▸ **Exercise brief**
All of the data that follows is to be printed exactly, without pictures.
[Exercise data Boundary: Start]
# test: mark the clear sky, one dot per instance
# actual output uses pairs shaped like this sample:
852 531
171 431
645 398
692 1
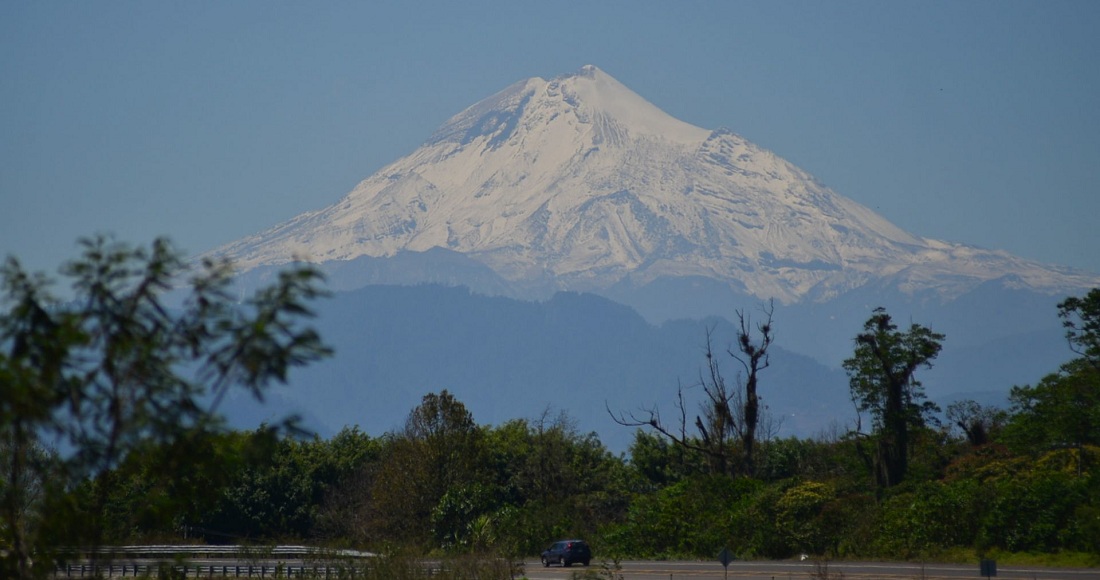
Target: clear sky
969 121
[Exercise data Boundary: End]
▸ **Task output**
# test: mark the clear sky, one dot per instance
# actual output uses pairs shaped like this sample:
852 531
171 431
645 398
692 1
Target: clear sky
969 121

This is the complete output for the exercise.